Dokumen:
··········

“Narasi besar bukan hanya soal sejarah atau mitologi; ia adalah alasan kita bertindak, alasan kita ada. Tanpa narasi itu, kita hanyalah sekumpulan pulau yang terapung.”
Imam Mujahidin Fahmidi, Guru Besar Universitas Hasanuddin
“Bre, Pergi Yuk”. Aku yang baru bangun tidur terkejut, belum saja cuci muka, tiba-tiba diajak pergi. Yugni Minju, salah satu sobat kentel di Jogja, ingin mengajak pergi ke suatu tempat. Sebuah tempat "persemayaman Raja Rakai Pikatan," katanya. Aku yang sudah terlalu lama murung di kamar meng-iya-kan saja. Rasanya tubuh ini sudah beku, seperti es setelah sekian lama berada dalam lemari pendingin.
Nama Raja Rakai Pikatan memang tidak terdengar asing. Sepertinya, nama itu pernah tertulis pada lemabaran-lembaran buku paket pelajaran dan atlas perpustakaan waktu duduk di bangku sekolah dulu. Raja Rakai Pikatan selalu erat kaitannya dengan Kerajaan Mataram Kuno dan Candi Prambanan yang sangat erat kaitannya dengan mitologi kisah romansa Bandung Bondowoso dan Roro Jonggrang. Namun, dari beberapa laporan hasil penelitian menyebutkan tidak ada kaitannya dengan kisah tersebut. Justru, para arkeolog sepakat bahwa Candi Prambanan adalah Mahakarya dari Raja Rakai Pikatan yang kono katanya dibangun untuk menandingi kemegahan Candi Borobudur yang dibangun oleh wangsa Syailendra yang beragama Budha, sedang Rakai Pikatan berasal dari wangsa Sanjaya yang beragama Hindu, karena itu Candi Prambanan erat sekali kaitannya dengan agama Hindu.
Mungkin, kalian mengira aku akan diajak pergi ke Candi Prambanan. Akupun awalnya berpikir begitu. Nyatanya, ia mengajak ku ke desa Sambirejo, salah satu desa yang terletak di perbukitan. Mesikpun masih berada di kawasan Kecamatan Prambanan, Kabupaten Sleman, Yogyakarta, namun aku tidak melihat adanya Candi Prambanan. Aku yang tidak pernah melihat secara langsung bentuk bangunan Candi Prambanan, setidaknya pernah melihatnya di gambar-gambar atlas perpustakaan sekolah dulu, bentuknya seperti menara yang menjulang ke langit. Dulu aku membayangkan betapa tingginya bangunan yang mirip menara itu. Malah, yang ku saksikan di atas perbukitan itu, sebuah bangunan berbentuk segitiga, tidak setinggi yang aku bayangkan seperti Prambanan pada waktu dulu.

··········

Data Masukan:
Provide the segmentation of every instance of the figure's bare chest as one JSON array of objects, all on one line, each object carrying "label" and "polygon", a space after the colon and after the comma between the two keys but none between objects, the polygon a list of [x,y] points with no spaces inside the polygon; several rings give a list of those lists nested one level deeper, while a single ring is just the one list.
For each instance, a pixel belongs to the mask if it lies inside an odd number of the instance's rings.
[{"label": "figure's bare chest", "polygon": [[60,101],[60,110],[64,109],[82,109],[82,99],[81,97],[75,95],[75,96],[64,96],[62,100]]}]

··········

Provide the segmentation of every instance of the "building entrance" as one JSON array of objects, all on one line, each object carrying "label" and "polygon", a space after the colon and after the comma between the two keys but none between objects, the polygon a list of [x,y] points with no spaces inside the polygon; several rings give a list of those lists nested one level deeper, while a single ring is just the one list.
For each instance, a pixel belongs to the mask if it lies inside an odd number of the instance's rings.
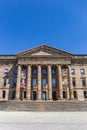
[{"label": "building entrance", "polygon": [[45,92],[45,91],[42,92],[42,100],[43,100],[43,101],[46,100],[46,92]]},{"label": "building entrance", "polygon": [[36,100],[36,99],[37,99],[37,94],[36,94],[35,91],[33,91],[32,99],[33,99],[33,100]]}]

··········

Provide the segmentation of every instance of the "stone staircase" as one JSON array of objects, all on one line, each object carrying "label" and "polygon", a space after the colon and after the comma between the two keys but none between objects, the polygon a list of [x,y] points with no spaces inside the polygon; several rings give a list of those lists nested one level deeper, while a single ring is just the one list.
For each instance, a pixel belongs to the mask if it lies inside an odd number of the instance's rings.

··········

Langkah Kerja:
#1 Tuliskan kembali tanpa perubahan bagian tulisan tentang Raja Rakai Pikatan, yaitu penggalan dari "Nama Raja Rakai" sampai dengan "dengan agama Hindu.".
#2 Pilih setiap baris dalam daftar yang memuat kata "objects", dengan membedakan huruf besar dan huruf kecil.
Tulisan dan daftar di atas tidak saling berkaitan.

Soal Terselesaikan:
#1
Nama Raja Rakai Pikatan memang tidak terdengar asing. Sepertinya, nama itu pernah tertulis pada lemabaran-lembaran buku paket pelajaran dan atlas perpustakaan waktu duduk di bangku sekolah dulu. Raja Rakai Pikatan selalu erat kaitannya dengan Kerajaan Mataram Kuno dan Candi Prambanan yang sangat erat kaitannya dengan mitologi kisah romansa Bandung Bondowoso dan Roro Jonggrang. Namun, dari beberapa laporan hasil penelitian menyebutkan tidak ada kaitannya dengan kisah tersebut. Justru, para arkeolog sepakat bahwa Candi Prambanan adalah Mahakarya dari Raja Rakai Pikatan yang kono katanya dibangun untuk menandingi kemegahan Candi Borobudur yang dibangun oleh wangsa Syailendra yang beragama Budha, sedang Rakai Pikatan berasal dari wangsa Sanjaya yang beragama Hindu, karena itu Candi Prambanan erat sekali kaitannya dengan agama Hindu.

#2
Provide the segmentation of every instance of the figure's bare chest as one JSON array of objects, all on one line, each object carrying "label" and "polygon", a space after the colon and after the comma between the two keys but none between objects, the polygon a list of [x,y] points with no spaces inside the polygon; several rings give a list of those lists nested one level deeper, while a single ring is just the one list.
Provide the segmentation of every instance of the "building entrance" as one JSON array of objects, all on one line, each object carrying "label" and "polygon", a space after the colon and after the comma between the two keys but none between objects, the polygon a list of [x,y] points with no spaces inside the polygon; several rings give a list of those lists nested one level deeper, while a single ring is just the one list.
Provide the segmentation of every instance of the "stone staircase" as one JSON array of objects, all on one line, each object carrying "label" and "polygon", a space after the colon and after the comma between the two keys but none between objects, the polygon a list of [x,y] points with no spaces inside the polygon; several rings give a list of those lists nested one level deeper, while a single ring is just the one list.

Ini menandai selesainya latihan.